* [STATED EXERCISE 1]:
Copy the records from their first line through the line containing "point(19, 267)", both ends included, and reproduce every line, requests too. Offset each coordinate in the answers by adding 146 to it.
* [STATED EXERCISE 2]:
Continue the passage on ZedBrand Studio's branding services in Zambia, starting right after its final sentence.

* [PASSAGE PROVIDED]:
Where clients share engagement results, ZedBrand Studio adjusts layout and messaging hierarchy for subsequent months.
Service design principles tailored to Zambia
Branding in Zambia’s SME market needs to be visually credible and operationally usable. The studio therefore emphasizes:
- Mobile-first readability (social assets must remain legible on small screens).
- Local trust cues (clarity in offers, pricing presentation when applicable, and visible contact/locations).
- Fast turnaround (SMEs run promotions weekly; clients need assets quickly).
- Consistent identity application (a business looks stronger when its marketing is not random and inconsistent).
Packaging strategy and why fixed pricing matters
The studio’s packaged pricing supports both client confidence and operational control.
For clients, fixed pricing reduces decision friction: they can commit immediately once they see deliverables. For the studio, fixed pricing helps protect profitability by mapping each package to a defined internal unit cost allocation and revision scope.
This design supports the business’s model-based gross margin structure of 66.7% across all years.
Competitive edge from product structure
ZedBrand Studio differentiates by combining:
- Speed (first drafts delivered quickly for social and brand packages).
- Defined scope (clear deliverables and revision rules).
- Template reuse (especially important for retainers and repeat social content).
These product structure features are measurable in delivery outcomes and client retention.
Market Analysis (target market, competition, market size)
Zambia’s SME economy includes a large population of customer-facing and promotion-active businesses that require frequent marketing collateral. In this market, branding and graphic design are not “nice to have”; they are often a direct sales enabler. When a business looks credible, customers are more likely to inquire, visit, or place orders.

* [DATA SHOWN]:
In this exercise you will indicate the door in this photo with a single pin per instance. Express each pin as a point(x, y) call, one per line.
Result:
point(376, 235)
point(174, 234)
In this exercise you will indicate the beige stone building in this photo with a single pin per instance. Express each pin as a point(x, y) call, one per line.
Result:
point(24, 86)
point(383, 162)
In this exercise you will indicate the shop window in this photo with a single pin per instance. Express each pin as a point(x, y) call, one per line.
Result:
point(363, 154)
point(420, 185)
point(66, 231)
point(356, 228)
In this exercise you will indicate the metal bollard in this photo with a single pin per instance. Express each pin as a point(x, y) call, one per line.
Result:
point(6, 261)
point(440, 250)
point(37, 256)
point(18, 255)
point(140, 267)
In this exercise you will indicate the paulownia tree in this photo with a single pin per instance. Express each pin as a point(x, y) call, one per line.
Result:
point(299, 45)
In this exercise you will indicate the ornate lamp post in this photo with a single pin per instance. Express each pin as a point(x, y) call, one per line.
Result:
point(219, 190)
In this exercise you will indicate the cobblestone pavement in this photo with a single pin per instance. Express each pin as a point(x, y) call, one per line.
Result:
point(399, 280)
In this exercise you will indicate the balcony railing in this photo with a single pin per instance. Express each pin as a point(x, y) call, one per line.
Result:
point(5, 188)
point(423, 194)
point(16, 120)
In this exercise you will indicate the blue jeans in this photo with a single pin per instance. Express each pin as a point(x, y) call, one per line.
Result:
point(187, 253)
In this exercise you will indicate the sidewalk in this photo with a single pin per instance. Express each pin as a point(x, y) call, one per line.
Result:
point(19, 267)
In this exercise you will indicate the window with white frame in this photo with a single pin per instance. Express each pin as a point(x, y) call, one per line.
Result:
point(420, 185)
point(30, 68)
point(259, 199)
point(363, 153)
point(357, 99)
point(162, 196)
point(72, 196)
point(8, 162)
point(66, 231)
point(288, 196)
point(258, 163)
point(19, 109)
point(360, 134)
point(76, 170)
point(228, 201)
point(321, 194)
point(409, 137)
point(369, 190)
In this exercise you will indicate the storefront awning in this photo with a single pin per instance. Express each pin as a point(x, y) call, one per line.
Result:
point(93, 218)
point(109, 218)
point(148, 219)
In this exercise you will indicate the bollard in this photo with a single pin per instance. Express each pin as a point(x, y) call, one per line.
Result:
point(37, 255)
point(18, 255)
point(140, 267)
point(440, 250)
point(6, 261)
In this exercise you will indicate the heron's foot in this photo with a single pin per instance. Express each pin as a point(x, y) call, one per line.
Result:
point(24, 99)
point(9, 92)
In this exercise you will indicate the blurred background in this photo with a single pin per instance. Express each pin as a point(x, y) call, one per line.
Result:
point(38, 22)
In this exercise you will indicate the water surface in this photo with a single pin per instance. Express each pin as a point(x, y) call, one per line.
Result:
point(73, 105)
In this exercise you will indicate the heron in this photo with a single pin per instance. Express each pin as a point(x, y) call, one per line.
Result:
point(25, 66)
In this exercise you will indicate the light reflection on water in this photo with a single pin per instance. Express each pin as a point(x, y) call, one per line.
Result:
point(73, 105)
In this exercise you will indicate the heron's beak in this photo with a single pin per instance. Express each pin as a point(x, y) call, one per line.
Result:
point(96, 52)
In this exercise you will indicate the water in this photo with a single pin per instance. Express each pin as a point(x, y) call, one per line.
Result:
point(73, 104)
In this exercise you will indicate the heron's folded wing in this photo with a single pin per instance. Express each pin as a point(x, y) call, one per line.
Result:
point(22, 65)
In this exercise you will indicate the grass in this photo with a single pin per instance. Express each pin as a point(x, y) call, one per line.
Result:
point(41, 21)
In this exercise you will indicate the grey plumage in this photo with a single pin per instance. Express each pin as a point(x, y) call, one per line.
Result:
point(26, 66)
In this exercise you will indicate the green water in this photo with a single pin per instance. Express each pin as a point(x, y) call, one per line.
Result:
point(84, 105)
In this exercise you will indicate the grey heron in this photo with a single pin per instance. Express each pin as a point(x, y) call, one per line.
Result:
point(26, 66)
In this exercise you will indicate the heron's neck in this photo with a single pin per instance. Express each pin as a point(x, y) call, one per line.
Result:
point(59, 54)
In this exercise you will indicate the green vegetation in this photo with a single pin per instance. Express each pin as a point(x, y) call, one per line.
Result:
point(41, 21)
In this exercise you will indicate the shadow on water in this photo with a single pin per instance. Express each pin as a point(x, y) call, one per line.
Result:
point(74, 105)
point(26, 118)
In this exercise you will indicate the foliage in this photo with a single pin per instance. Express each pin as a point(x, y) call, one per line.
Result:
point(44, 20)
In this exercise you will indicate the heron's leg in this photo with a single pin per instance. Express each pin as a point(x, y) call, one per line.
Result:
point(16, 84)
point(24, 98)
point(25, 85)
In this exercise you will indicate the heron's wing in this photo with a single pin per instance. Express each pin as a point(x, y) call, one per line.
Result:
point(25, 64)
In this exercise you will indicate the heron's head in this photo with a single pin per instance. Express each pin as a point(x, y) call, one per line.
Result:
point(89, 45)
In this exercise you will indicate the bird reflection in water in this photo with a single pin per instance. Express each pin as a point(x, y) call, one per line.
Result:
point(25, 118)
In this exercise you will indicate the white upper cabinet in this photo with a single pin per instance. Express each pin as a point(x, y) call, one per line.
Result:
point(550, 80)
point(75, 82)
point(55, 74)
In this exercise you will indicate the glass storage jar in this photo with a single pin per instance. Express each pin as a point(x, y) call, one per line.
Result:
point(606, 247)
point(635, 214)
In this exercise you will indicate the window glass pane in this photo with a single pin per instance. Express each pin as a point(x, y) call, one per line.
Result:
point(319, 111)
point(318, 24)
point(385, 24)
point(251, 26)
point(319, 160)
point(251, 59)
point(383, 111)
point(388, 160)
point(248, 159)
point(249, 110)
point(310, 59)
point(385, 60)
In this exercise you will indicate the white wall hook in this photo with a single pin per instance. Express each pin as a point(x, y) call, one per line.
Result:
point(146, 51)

* [RIGHT ANSWER 1]:
In this exercise you will indicate the door in this photo with a single pin per instance. Express each pin as a point(x, y) call, one per line.
Result:
point(522, 381)
point(320, 380)
In this exercise you will indicate the beige stone building in this photo with a single pin per instance. Express each pin as a point(x, y) call, one per line.
Result:
point(170, 232)
point(529, 308)
In this exercise you will indicate the shop window in this photo with a single pin per instance. Express each pin as a point(x, y) call, one per line.
Result:
point(509, 300)
point(566, 331)
point(212, 377)
point(502, 374)
In this exercise you will indicate the metal bollard in this photo with a single pin per instance. Express each pin as a point(x, y) call, one per line.
Result:
point(152, 407)
point(586, 396)
point(183, 402)
point(164, 401)
point(286, 413)
In this exercise you will indicate the paulownia tree in this photo with a single pin per instance. Express each pin as a point(x, y) call, one per line.
Result:
point(445, 191)
In this exercise you will indicate the ornate lamp post in this photo with a single pin per instance. Express each pin as a point(x, y) call, one per line.
Result:
point(365, 336)
In this exercise you will indicate the cobblestone pavement in this photo with a single pin per instance. Express each pin as a point(x, y) call, one per line.
Result:
point(545, 426)
In this exercise you will indicate the balcony railing in this photo with a single pin per instance. Express each pin as a point(x, y) call, one per line.
Result:
point(151, 334)
point(569, 340)
point(162, 266)
In this exercise you will indicate the blue jeans in this photo with a single pin per instance. Express each pin as a point(x, y) call, one per line.
Result:
point(333, 399)
In this exercise you will indicate the sidewalk in this photo with a single pin per instance. Express each pin as a point(x, y) call, one per line.
Result:
point(165, 413)

* [RIGHT ANSWER 2]:
ZedBrand Studio targets businesses that want professional visuals but do not have internal designers. The studio focuses on Lusaka as the primary delivery base and supports engagements in the Copperbelt through project coordination and remote production.
Target market: who buys and why
The ideal customers are owners and marketers aged 25–45 who are active in promotions and need credible visual assets to communicate offers clearly. These customers typically have:
- Limited in-house design capability.
- Frequent marketing needs (weekly offers, events, product launches).
- A strong WhatsApp and social media presence where visuals affect engagement rates.
- Budgets that require clear package pricing and deliverable transparency.
Primary customer segments
ZedBrand Studio’s practical customer segments include:
- Restaurants and food service outlets (menus, offers, event promotions)
- Retail shops (product promotions, brand credibility)
- Real estate agents (property flyers and listing visuals)
- Importers and trading businesses (product catalogs and credible identity)
- Schools and churches (events, enrollment promotions)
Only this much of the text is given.